__OBJECTIVE__: Collect every line in the records below that contains the word "brick", and list those lines.

-- BEGIN DATASET --

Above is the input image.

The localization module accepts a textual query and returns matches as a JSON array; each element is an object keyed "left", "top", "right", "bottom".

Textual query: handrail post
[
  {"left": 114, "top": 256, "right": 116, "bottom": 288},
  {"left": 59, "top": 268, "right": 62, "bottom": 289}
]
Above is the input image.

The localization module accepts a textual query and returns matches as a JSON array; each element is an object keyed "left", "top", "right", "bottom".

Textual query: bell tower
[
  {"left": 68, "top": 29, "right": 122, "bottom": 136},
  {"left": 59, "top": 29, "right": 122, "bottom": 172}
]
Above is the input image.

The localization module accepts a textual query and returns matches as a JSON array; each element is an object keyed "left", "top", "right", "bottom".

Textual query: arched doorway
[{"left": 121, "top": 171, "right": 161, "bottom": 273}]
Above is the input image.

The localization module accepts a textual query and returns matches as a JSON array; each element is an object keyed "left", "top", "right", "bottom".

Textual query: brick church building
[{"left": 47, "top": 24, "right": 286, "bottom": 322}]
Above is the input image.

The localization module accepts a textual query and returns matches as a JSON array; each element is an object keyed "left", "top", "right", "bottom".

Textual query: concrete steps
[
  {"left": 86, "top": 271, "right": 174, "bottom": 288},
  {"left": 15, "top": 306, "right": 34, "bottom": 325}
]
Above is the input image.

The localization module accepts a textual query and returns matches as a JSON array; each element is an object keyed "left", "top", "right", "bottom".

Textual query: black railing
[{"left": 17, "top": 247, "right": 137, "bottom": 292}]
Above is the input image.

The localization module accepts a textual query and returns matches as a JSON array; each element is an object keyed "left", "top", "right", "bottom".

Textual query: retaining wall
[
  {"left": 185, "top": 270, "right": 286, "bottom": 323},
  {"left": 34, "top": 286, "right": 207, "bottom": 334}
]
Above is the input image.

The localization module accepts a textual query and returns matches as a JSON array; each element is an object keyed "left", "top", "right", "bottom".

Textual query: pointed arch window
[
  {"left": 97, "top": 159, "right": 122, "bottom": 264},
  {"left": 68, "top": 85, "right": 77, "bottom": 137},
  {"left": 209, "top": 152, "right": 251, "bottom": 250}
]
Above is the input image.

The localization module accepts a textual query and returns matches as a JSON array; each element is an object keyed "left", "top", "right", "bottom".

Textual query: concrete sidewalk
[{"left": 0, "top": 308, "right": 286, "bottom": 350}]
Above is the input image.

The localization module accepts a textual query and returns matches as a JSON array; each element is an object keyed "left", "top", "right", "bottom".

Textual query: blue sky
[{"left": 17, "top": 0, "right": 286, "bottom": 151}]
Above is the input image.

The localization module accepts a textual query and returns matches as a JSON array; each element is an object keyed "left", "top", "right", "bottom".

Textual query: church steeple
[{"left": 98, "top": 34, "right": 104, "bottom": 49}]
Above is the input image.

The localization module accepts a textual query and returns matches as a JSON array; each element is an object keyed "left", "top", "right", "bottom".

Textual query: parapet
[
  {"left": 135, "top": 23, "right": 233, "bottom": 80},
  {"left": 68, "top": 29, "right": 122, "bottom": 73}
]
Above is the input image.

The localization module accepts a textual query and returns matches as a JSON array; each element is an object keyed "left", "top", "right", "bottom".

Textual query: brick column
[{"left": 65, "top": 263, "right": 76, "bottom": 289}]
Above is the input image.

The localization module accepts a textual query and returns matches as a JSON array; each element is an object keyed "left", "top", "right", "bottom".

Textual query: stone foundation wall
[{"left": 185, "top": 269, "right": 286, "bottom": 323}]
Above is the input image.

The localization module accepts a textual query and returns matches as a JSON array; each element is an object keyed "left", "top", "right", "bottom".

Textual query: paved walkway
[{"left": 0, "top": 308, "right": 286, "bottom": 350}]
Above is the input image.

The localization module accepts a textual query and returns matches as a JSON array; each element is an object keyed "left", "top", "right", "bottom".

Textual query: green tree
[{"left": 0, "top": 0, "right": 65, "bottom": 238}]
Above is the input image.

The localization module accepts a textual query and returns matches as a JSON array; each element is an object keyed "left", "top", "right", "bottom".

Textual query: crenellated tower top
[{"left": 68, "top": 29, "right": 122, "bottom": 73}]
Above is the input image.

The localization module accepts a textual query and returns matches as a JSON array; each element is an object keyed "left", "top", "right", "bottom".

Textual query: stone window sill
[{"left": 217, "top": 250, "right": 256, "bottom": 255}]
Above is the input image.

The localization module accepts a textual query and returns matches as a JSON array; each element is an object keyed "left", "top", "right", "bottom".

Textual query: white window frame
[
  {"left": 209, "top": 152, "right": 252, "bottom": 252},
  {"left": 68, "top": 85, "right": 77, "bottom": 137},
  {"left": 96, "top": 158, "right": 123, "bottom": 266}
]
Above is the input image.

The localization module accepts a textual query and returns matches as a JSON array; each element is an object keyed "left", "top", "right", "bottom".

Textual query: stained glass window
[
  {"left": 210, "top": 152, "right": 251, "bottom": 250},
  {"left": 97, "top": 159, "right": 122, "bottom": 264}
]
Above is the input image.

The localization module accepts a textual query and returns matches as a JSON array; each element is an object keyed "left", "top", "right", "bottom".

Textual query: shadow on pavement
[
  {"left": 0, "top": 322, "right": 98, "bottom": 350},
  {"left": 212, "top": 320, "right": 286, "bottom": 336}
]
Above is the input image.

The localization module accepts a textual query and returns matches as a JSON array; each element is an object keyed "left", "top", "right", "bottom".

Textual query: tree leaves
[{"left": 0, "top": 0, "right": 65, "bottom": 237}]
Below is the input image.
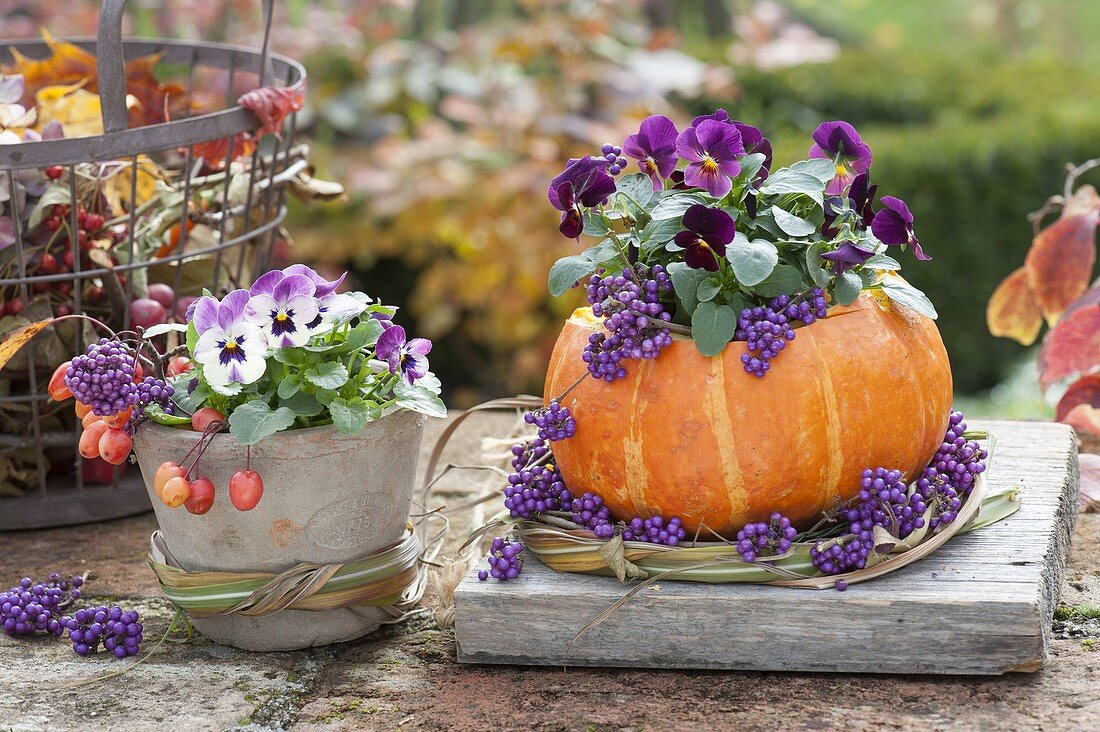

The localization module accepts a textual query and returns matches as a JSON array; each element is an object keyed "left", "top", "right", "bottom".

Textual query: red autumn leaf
[
  {"left": 986, "top": 267, "right": 1043, "bottom": 346},
  {"left": 1024, "top": 186, "right": 1100, "bottom": 325},
  {"left": 1054, "top": 373, "right": 1100, "bottom": 422},
  {"left": 237, "top": 86, "right": 304, "bottom": 138},
  {"left": 195, "top": 86, "right": 303, "bottom": 170},
  {"left": 1038, "top": 306, "right": 1100, "bottom": 389}
]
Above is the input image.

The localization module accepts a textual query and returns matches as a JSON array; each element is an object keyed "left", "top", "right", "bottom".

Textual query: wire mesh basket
[{"left": 0, "top": 0, "right": 306, "bottom": 529}]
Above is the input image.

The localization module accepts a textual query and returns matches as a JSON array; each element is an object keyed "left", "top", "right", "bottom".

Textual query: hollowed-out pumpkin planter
[
  {"left": 546, "top": 293, "right": 952, "bottom": 538},
  {"left": 457, "top": 109, "right": 1015, "bottom": 590}
]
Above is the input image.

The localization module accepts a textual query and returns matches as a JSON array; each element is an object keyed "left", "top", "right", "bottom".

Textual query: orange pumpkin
[{"left": 545, "top": 292, "right": 952, "bottom": 536}]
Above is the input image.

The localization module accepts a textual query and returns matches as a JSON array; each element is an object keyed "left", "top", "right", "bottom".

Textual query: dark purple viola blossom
[
  {"left": 677, "top": 120, "right": 745, "bottom": 198},
  {"left": 810, "top": 120, "right": 872, "bottom": 195},
  {"left": 547, "top": 155, "right": 615, "bottom": 239},
  {"left": 822, "top": 241, "right": 875, "bottom": 274},
  {"left": 691, "top": 109, "right": 771, "bottom": 172},
  {"left": 822, "top": 173, "right": 879, "bottom": 239},
  {"left": 675, "top": 204, "right": 736, "bottom": 272},
  {"left": 871, "top": 196, "right": 932, "bottom": 262},
  {"left": 623, "top": 114, "right": 679, "bottom": 190}
]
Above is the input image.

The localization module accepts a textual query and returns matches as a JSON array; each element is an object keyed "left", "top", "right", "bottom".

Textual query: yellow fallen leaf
[
  {"left": 34, "top": 81, "right": 103, "bottom": 138},
  {"left": 0, "top": 318, "right": 54, "bottom": 369}
]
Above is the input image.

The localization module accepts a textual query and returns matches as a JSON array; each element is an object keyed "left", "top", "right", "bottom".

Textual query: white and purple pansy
[
  {"left": 245, "top": 270, "right": 318, "bottom": 348},
  {"left": 194, "top": 289, "right": 267, "bottom": 389},
  {"left": 374, "top": 326, "right": 431, "bottom": 385},
  {"left": 268, "top": 264, "right": 371, "bottom": 330}
]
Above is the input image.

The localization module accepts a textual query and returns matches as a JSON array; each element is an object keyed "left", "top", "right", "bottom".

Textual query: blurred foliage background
[{"left": 0, "top": 0, "right": 1100, "bottom": 417}]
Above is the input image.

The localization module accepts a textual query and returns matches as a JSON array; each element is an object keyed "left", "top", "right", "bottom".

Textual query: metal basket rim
[{"left": 0, "top": 36, "right": 307, "bottom": 172}]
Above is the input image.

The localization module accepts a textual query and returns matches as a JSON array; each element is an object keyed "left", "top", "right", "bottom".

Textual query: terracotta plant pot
[
  {"left": 545, "top": 293, "right": 952, "bottom": 538},
  {"left": 127, "top": 411, "right": 425, "bottom": 651}
]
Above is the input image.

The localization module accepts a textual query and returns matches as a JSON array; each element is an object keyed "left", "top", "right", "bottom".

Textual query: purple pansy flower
[
  {"left": 195, "top": 289, "right": 267, "bottom": 389},
  {"left": 244, "top": 270, "right": 318, "bottom": 348},
  {"left": 822, "top": 241, "right": 875, "bottom": 274},
  {"left": 283, "top": 264, "right": 370, "bottom": 330},
  {"left": 810, "top": 120, "right": 872, "bottom": 194},
  {"left": 623, "top": 114, "right": 679, "bottom": 190},
  {"left": 822, "top": 173, "right": 879, "bottom": 239},
  {"left": 677, "top": 120, "right": 745, "bottom": 198},
  {"left": 547, "top": 155, "right": 615, "bottom": 239},
  {"left": 675, "top": 204, "right": 736, "bottom": 272},
  {"left": 374, "top": 326, "right": 431, "bottom": 385},
  {"left": 691, "top": 109, "right": 771, "bottom": 167},
  {"left": 871, "top": 196, "right": 932, "bottom": 262}
]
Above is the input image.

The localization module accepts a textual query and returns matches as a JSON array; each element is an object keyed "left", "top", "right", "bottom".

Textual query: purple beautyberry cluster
[
  {"left": 737, "top": 512, "right": 799, "bottom": 561},
  {"left": 477, "top": 536, "right": 524, "bottom": 582},
  {"left": 581, "top": 264, "right": 672, "bottom": 382},
  {"left": 624, "top": 516, "right": 686, "bottom": 546},
  {"left": 916, "top": 412, "right": 989, "bottom": 528},
  {"left": 512, "top": 437, "right": 550, "bottom": 472},
  {"left": 810, "top": 468, "right": 927, "bottom": 575},
  {"left": 62, "top": 605, "right": 143, "bottom": 658},
  {"left": 734, "top": 287, "right": 828, "bottom": 378},
  {"left": 600, "top": 142, "right": 626, "bottom": 175},
  {"left": 570, "top": 493, "right": 614, "bottom": 539},
  {"left": 504, "top": 461, "right": 573, "bottom": 518},
  {"left": 571, "top": 493, "right": 685, "bottom": 546},
  {"left": 134, "top": 376, "right": 176, "bottom": 416},
  {"left": 524, "top": 400, "right": 576, "bottom": 443},
  {"left": 65, "top": 338, "right": 138, "bottom": 417},
  {"left": 0, "top": 572, "right": 84, "bottom": 636}
]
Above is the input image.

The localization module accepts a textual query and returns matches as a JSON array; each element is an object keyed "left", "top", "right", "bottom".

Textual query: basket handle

-- END DATASET --

__SOLUTION TO THE PROBLEM__:
Textual query: brick church building
Textual query: brick column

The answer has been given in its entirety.